» **Set exercise**
Please format the lines below as a JSON list of strings, with one string for each line and blank lines left out.

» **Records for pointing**
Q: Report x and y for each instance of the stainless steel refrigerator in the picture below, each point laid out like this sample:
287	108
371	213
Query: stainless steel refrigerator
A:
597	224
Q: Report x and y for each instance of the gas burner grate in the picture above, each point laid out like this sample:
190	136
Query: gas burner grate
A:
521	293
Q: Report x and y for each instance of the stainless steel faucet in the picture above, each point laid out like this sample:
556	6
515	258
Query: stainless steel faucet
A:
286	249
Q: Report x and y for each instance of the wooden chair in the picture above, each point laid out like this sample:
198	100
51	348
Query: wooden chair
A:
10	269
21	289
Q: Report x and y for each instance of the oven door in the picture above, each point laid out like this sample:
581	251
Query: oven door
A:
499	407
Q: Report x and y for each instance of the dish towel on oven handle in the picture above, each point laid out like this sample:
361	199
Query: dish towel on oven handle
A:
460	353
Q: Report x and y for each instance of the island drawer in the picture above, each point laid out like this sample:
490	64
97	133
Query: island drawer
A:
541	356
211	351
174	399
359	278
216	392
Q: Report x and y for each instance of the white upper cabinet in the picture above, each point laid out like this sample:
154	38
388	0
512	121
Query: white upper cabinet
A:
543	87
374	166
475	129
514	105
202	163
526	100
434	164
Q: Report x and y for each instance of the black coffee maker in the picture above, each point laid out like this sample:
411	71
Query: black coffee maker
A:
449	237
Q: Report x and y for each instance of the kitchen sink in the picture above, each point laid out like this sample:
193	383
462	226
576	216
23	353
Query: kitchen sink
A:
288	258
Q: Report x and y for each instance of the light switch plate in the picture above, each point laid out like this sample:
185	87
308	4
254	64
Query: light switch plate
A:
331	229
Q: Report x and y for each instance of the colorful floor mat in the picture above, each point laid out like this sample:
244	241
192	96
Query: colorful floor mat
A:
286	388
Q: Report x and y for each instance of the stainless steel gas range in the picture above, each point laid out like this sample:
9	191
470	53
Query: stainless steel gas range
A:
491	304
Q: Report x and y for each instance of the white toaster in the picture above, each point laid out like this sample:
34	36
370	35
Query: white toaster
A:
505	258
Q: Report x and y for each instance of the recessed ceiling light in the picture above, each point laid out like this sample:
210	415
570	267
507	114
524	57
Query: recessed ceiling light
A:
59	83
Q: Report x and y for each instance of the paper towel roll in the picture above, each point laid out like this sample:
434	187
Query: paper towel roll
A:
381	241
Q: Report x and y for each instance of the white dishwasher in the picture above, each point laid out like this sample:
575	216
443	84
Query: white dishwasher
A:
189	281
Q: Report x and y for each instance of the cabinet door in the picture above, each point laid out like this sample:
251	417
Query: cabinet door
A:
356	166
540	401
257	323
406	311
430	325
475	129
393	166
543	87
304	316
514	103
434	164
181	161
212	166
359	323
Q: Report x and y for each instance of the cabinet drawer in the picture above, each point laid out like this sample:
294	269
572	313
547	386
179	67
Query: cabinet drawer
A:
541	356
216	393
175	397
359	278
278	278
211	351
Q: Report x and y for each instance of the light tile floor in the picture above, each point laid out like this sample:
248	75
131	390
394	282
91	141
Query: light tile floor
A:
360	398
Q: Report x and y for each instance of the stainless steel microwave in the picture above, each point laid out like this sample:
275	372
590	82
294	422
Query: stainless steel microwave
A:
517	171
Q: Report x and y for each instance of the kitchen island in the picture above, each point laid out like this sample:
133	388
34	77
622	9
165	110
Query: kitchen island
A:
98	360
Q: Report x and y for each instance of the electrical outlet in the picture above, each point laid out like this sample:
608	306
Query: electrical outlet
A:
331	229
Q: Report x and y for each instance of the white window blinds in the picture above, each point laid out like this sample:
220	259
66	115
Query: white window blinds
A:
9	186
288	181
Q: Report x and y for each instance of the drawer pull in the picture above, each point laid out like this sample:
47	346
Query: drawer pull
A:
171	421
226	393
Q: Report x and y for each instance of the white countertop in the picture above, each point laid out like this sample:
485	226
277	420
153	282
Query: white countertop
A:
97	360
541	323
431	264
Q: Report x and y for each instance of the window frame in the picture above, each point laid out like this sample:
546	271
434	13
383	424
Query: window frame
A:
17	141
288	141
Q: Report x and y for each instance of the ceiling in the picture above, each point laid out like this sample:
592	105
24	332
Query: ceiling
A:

» **Response to this exercise**
[
  "Q: Report x and y for each instance of the stainless steel refrigerator in the picture below, each point laid out like this sample:",
  "287\t108",
  "371\t213",
  "Query: stainless steel refrigerator",
  "A:",
  "597\t224",
  "Q: Report x and y for each instance of the gas burner grate in the picture above, each point laid out like this sample:",
  "190\t136",
  "Query: gas burner grate",
  "A:",
  "521\t293",
  "Q: Report x and y for each instance of the stainless steel faucet in the picture above, each point laid out like this sample:",
  "556\t6",
  "515\t258",
  "Query: stainless steel faucet",
  "A:",
  "286\t249",
  "Q: Report x and y for each instance of the wooden chair in the picture above, each point laid out like this sample:",
  "198\t100",
  "51\t348",
  "Query: wooden chair",
  "A:",
  "10\t269",
  "21\t289",
  "Q: Report x and y for each instance of the oven door in the picture above, each point laid out like this sample:",
  "581\t251",
  "Query: oven door",
  "A:",
  "499\t407",
  "Q: Report x and y for each instance of the dish towel on oven handle in the picture above, each point laid out like this sample:",
  "361\t199",
  "Query: dish towel on oven handle",
  "A:",
  "460\t353",
  "Q: Report x and y for each instance of the island drawer in the picture above, each point laid out like this sample:",
  "490\t64",
  "97\t133",
  "Query: island drawer",
  "A:",
  "541\t356",
  "211\t351",
  "174\t399",
  "359\t278",
  "216\t392",
  "Q: Report x and y for each instance of the white upper cabinet in the picture above, each point laid out like this sample:",
  "154\t38",
  "388\t0",
  "512\t121",
  "Query: white upper cabinet",
  "A:",
  "543\t87",
  "374\t166",
  "475\t129",
  "514\t105",
  "202\t163",
  "526\t100",
  "434\t164",
  "Q: Report x and y for each instance of the black coffee maker in the picture above, each point laid out like this sample:",
  "411\t71",
  "Query: black coffee maker",
  "A:",
  "449\t237",
  "Q: Report x and y for each instance of the kitchen sink in the picture above, each point laid out like this sample:",
  "193\t383",
  "462\t226",
  "576\t216",
  "23\t353",
  "Query: kitchen sink",
  "A:",
  "288\t258",
  "Q: Report x and y for each instance of the light switch plate in the picture above, each point laid out like this sample:",
  "185\t87",
  "308\t4",
  "254\t64",
  "Query: light switch plate",
  "A:",
  "331\t229",
  "Q: Report x and y for each instance of the colorful floor mat in the picture above, each point laid out like this sample:",
  "244\t241",
  "192\t96",
  "Query: colorful floor mat",
  "A:",
  "286\t388",
  "Q: Report x and y for each instance of the stainless steel gas range in the picture above, each point laid out like this sample:",
  "9\t191",
  "470\t53",
  "Query: stainless steel gas range",
  "A:",
  "491\t304",
  "Q: Report x and y for each instance of the white toaster in the picture above, each point laid out like this sample:",
  "34\t36",
  "370\t35",
  "Query: white toaster",
  "A:",
  "505\t258",
  "Q: Report x and y for each instance of the recessed ceiling light in the picture above, each point laid out like this sample:",
  "210\t415",
  "570\t267",
  "507\t114",
  "524\t57",
  "Query: recessed ceiling light",
  "A:",
  "59\t83",
  "Q: Report x and y for each instance of the paper towel roll in the picture above, each point laid out like this sample:",
  "434\t187",
  "Query: paper towel roll",
  "A:",
  "381\t241",
  "Q: Report x and y for each instance of the white dishwasher in the picture above, each point laid out like this sample:",
  "575\t216",
  "443\t84",
  "Query: white dishwasher",
  "A:",
  "189\t281",
  "Q: Report x and y for each instance of the cabinet door in the picture above, each point laid out like this sample:",
  "251\t417",
  "Query: cabinet door",
  "A:",
  "356\t166",
  "540\t401",
  "257\t323",
  "406\t311",
  "430\t325",
  "475\t129",
  "393\t166",
  "543\t87",
  "304\t316",
  "514\t103",
  "434\t164",
  "181\t161",
  "212\t166",
  "359\t323",
  "Q: Report x and y for each instance of the cabinet drawer in the picture above, each point laid out like this sample:",
  "294\t269",
  "572\t313",
  "547\t386",
  "179\t67",
  "Query: cabinet drawer",
  "A:",
  "541\t356",
  "216\t393",
  "175\t397",
  "359\t278",
  "278\t278",
  "211\t351",
  "Q: Report x and y for each instance of the light tile floor in the picture above, each point laid out like this sample:",
  "248\t75",
  "131\t390",
  "394\t282",
  "91\t141",
  "Query: light tile floor",
  "A:",
  "360\t398",
  "Q: Report x and y for each instance of the stainless steel microwave in the picture above, each point laid out like this sample:",
  "275\t372",
  "590\t82",
  "294\t422",
  "Query: stainless steel microwave",
  "A:",
  "517\t171",
  "Q: Report x and y for each instance of the kitchen island in the picture above, each point laid out like this sample:",
  "133\t388",
  "34\t77",
  "622\t9",
  "165\t110",
  "Query: kitchen island",
  "A:",
  "98\t360",
  "Q: Report x and y for each instance of the electrical outlet in the picture above, each point laid out like this sample:",
  "608\t306",
  "Query: electrical outlet",
  "A:",
  "331\t229",
  "Q: Report x and y for each instance of the white window blinds in the picture above, each point laid out like this sample:",
  "220\t259",
  "66\t115",
  "Query: white window blinds",
  "A:",
  "9\t186",
  "288\t181",
  "Q: Report x and y for each instance of the drawer pull in the picture above, each point laid out like this sample:",
  "47\t346",
  "Query: drawer pull",
  "A:",
  "171\t421",
  "226\t393",
  "Q: Report x and y for each instance of the white countertop in the picture above, each point laid out like this sample:",
  "485\t226",
  "277\t420",
  "153\t282",
  "Query: white countertop",
  "A:",
  "97\t360",
  "541\t323",
  "431\t264",
  "Q: Report x and y for each instance of the window frame in the picture above, each point laid out like this sample:",
  "546\t271",
  "434\t13",
  "383\t424",
  "Query: window frame",
  "A:",
  "17\t141",
  "288\t141",
  "Q: Report x and y for each instance of the ceiling in the picture above, each point laid out like this sample:",
  "592\t105",
  "24\t332",
  "Query: ceiling",
  "A:"
]